··· INPUT ROWS
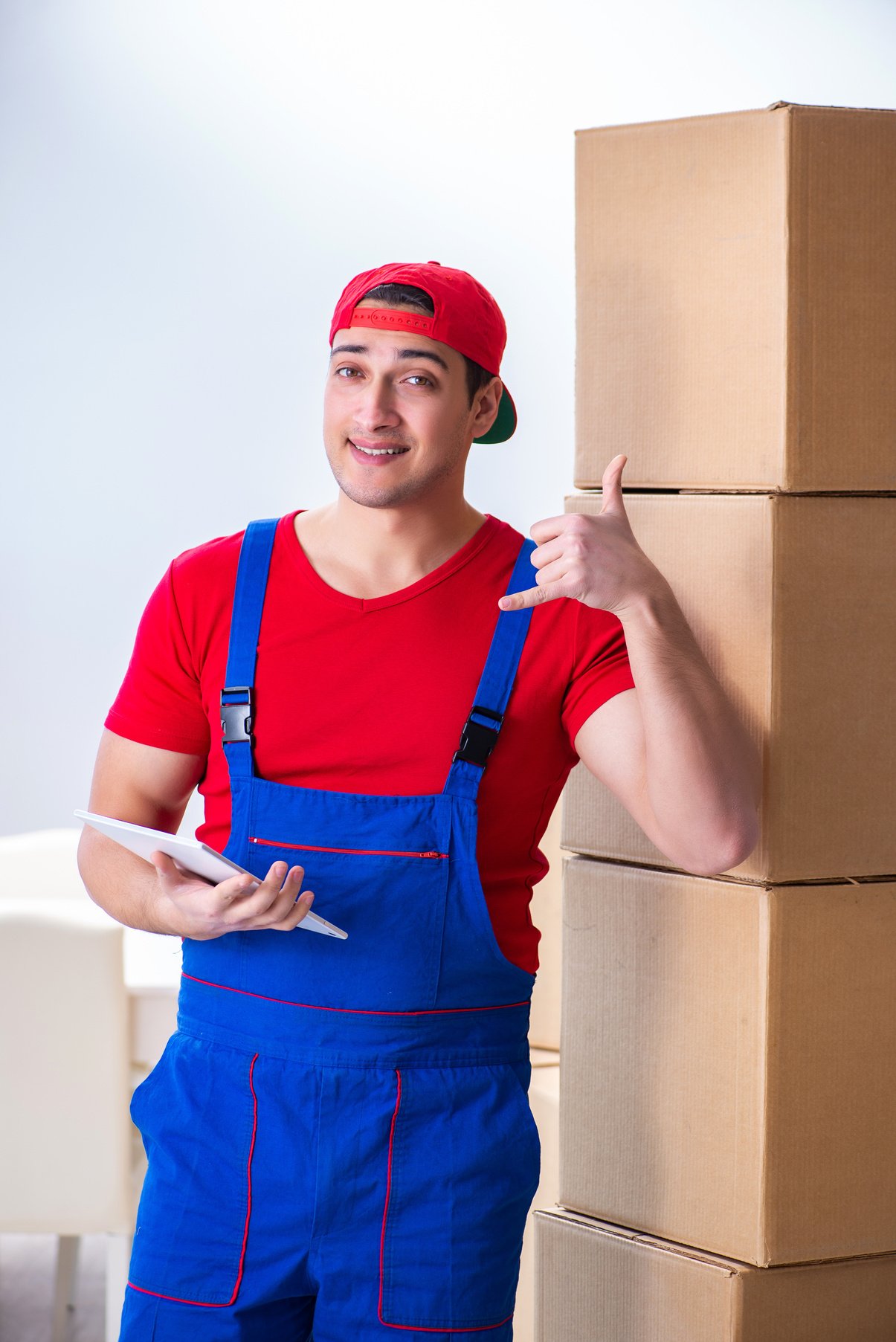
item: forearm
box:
[619,573,762,874]
[78,825,180,935]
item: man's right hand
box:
[152,852,314,941]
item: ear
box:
[471,375,504,437]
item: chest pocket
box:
[239,835,451,1012]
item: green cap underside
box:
[474,390,516,443]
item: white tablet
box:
[75,810,349,941]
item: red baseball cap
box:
[330,260,516,443]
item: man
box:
[80,262,759,1342]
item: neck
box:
[295,492,486,600]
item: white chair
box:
[0,829,142,1342]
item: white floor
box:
[0,1235,106,1342]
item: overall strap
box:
[222,517,279,777]
[442,541,537,797]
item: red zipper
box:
[250,836,448,857]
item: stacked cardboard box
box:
[537,103,896,1342]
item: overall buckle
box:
[222,685,255,745]
[455,703,504,769]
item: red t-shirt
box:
[106,513,634,973]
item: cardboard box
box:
[576,103,896,491]
[529,799,564,1050]
[559,857,896,1261]
[514,1048,559,1342]
[535,1210,896,1342]
[562,491,896,880]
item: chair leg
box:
[50,1235,80,1342]
[105,1235,134,1342]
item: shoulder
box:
[169,513,295,601]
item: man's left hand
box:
[497,455,664,617]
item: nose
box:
[354,377,401,433]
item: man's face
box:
[323,302,500,507]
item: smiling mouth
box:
[349,439,410,457]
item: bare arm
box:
[499,457,762,875]
[78,732,314,941]
[576,584,762,877]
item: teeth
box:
[352,443,407,457]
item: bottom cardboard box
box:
[535,1209,896,1342]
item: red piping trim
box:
[377,1068,514,1334]
[250,836,448,857]
[377,1068,401,1326]
[181,974,529,1009]
[127,1054,259,1310]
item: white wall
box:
[0,0,896,832]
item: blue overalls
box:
[120,520,539,1342]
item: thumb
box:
······
THE REQUEST = Rewrite the material from the line containing "item: green cap underside" through the end of the material, replacing "cardboard box" with "carton" and changing nothing else.

RESULT =
item: green cap underside
box:
[474,390,516,443]
item: white tablet
box:
[75,810,349,941]
item: red baseball cap
box:
[330,260,516,443]
item: man
box:
[80,262,759,1342]
item: neck
box:
[295,492,486,600]
item: white chair
box:
[0,829,142,1342]
item: white floor
box:
[0,1235,106,1342]
item: overall strap
box:
[222,517,279,777]
[442,541,537,797]
item: red zipper
box:
[250,836,448,857]
item: stacked carton
box:
[537,103,896,1342]
item: overall buckle
box:
[222,685,255,745]
[455,703,504,769]
item: red t-shirt
box:
[106,513,634,973]
item: carton
box:
[576,103,896,491]
[529,799,564,1050]
[559,857,896,1261]
[514,1048,559,1342]
[535,1210,896,1342]
[562,491,896,880]
item: chair leg
box:
[50,1235,80,1342]
[105,1235,134,1342]
item: shoulder
box:
[169,513,295,601]
item: man's left hand
box:
[497,455,664,617]
item: nose
box:
[354,377,401,433]
item: man's face
box:
[323,302,500,507]
item: smiling mouth
box:
[349,439,410,457]
item: bare arm
box:
[499,457,762,875]
[78,732,314,941]
[576,584,762,877]
item: teeth
box:
[352,443,407,457]
item: bottom carton
box:
[535,1209,896,1342]
item: red piping trim
box:
[377,1068,514,1334]
[250,836,448,857]
[377,1068,401,1326]
[181,974,529,1009]
[127,1054,259,1310]
item: white wall
box:
[0,0,896,832]
item: blue overalls
box:
[120,520,539,1342]
item: thumb
box:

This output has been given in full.